[Supplied text]
Tuesday, October 12, 2010

Hæresiarchs of Dis - Denuntiatus Cinis (2010)

It's both appalling and fascinating just how much the art of the 'solo' black metal artist has progressed through the years, beginning with some of the crudest, most amateur recordings known to mankind in the genre's birth; then progressing into something like Denuntiatus Cinis. USBM has always been strong in this area, fielding such loved (or hated) personalities as Wrest of Leviathan and Malefic of Xasthur, and through the spite-filled, toxic ministrations of the Hæresiarchs of Dis, we should now add Cernunnos to this small but expanding club, because the Californian demagogue of darkness has struck aural terror in its purest vein through this sophomore, eviscerating its 2008 predecessor Overture in the first few tracks alone.

Now, before I begin to salivate opaque ichor from my worship glands over the albums central, diabolic diatribes of pure evil, I first must note that there are really two albums going on here. One is a strain of no nonsense, well composed black metal with vicious vocals that sound like a feline envoy from the abyss using a crucifix as a scratching post until it bleeds, over interesting if largely standard black metal rhythms that will occasionally throw the listener for a loop, oozing clean male choirs that give the Norsest northlanders like Borknagar a run for their krone, and sparse but volatile undertones of progression. Most of these compositions dwell about the 7-9 minute range in length, and are very often alternated with the other album: a series of interludes and instrumentals that explore vast and wide territories of sound. The problem is, which of these two disparate but strangely unified entities is the superior Hæresiarch? I find it almost impossible to decide...

The instrumentals and segues are certainly the more mystical, whisking the listener's spirit away to realms of sodden obscurity, of rapt antiquity and supernatural miasma. "Entry" creates a vacuous, 2 minute roiling tone poem, like blunt leviathans keening their alien tongues through some cosmic wailing wall, or the flood of spiritual ambiance through an abandoned asylum or torture chamber. "The Respite"'s acoustic guitars reek of abandonment, of dust motes filtered through forsaken chambers, of claustrophobia in bloom. Then you're thrown for a total curve ball with the traditional but demented vocal folk of "Bemoan the Fallen", or the gorgeous if morose vocal symphony mourning of "Nine Days They Fell", the brooding horror narrative of "Intent Concupiscence", black distorted guitar sheen of "Intent the Succedaneum", or the sinking finale "Exeunt". For fuck's sake, the language this man uses in naming his bleak conjurations!
[/Supplied text]
[Entries shown]
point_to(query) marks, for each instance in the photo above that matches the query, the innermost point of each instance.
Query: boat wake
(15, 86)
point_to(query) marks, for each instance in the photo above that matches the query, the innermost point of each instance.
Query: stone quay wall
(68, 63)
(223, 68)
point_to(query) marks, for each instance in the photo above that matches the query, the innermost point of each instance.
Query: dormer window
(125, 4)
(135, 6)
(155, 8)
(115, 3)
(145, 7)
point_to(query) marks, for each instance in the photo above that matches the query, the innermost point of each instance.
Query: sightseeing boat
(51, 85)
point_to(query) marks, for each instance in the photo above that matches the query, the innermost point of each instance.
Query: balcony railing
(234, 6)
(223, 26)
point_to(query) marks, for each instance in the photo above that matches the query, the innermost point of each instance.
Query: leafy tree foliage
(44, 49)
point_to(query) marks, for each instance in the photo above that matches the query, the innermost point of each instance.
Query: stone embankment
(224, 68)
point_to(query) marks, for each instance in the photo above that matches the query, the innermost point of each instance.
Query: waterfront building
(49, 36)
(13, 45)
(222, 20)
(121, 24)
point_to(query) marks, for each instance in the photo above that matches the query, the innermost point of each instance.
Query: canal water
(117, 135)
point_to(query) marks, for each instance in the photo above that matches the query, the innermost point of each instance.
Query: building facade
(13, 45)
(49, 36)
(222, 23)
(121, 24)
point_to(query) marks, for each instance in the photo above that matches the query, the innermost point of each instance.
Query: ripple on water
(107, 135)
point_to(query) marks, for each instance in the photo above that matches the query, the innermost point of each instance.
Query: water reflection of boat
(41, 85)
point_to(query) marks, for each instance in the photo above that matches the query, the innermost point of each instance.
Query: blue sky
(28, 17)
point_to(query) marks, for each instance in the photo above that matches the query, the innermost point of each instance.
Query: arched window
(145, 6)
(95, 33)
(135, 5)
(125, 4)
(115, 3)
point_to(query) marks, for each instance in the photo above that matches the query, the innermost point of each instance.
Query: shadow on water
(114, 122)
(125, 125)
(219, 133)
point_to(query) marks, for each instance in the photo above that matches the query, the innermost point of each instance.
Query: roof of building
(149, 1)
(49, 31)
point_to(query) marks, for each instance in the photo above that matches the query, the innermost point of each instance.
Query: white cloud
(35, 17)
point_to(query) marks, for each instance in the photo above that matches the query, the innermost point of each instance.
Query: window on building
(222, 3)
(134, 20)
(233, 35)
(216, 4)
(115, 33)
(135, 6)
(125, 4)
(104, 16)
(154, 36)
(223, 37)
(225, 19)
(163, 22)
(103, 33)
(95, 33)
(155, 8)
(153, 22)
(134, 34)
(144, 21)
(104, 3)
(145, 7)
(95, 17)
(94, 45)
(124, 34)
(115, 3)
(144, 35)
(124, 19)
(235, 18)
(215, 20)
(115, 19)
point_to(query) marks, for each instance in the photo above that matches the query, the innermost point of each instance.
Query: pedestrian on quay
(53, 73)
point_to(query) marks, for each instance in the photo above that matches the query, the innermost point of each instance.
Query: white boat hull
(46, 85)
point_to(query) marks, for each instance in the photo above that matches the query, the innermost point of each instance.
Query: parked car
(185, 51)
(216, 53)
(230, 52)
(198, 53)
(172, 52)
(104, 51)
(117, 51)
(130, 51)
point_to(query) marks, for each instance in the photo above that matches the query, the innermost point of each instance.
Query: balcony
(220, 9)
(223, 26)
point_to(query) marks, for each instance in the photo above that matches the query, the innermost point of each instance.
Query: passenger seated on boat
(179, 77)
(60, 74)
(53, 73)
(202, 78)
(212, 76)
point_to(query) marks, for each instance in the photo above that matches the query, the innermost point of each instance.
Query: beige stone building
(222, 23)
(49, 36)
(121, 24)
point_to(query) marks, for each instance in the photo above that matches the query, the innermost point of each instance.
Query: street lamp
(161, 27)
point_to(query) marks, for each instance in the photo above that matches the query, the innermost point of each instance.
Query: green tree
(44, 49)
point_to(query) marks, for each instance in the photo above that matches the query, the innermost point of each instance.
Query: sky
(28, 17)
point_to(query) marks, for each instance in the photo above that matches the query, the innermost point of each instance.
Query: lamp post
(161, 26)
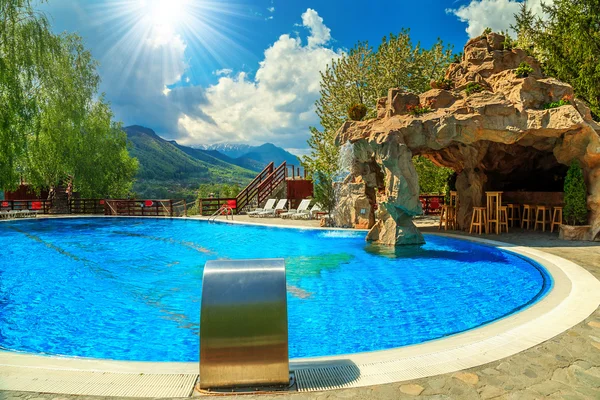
[/Entries shown]
• [What the exercise asks]: Copy the Denuntiatus Cinis review word for word, beginning at the words "Hæresiarchs of Dis - Denuntiatus" and stopping after the words "few tracks alone.".

• [Expected answer]:
Hæresiarchs of Dis - Denuntiatus Cinis (2010)

It's both appalling and fascinating just how much the art of the 'solo' black metal artist has progressed through the years, beginning with some of the crudest, most amateur recordings known to mankind in the genre's birth; then progressing into something like Denuntiatus Cinis. USBM has always been strong in this area, fielding such loved (or hated) personalities as Wrest of Leviathan and Malefic of Xasthur, and through the spite-filled, toxic ministrations of the Hæresiarchs of Dis, we should now add Cernunnos to this small but expanding club, because the Californian demagogue of darkness has struck aural terror in its purest vein through this sophomore, eviscerating its 2008 predecessor Overture in the first few tracks alone.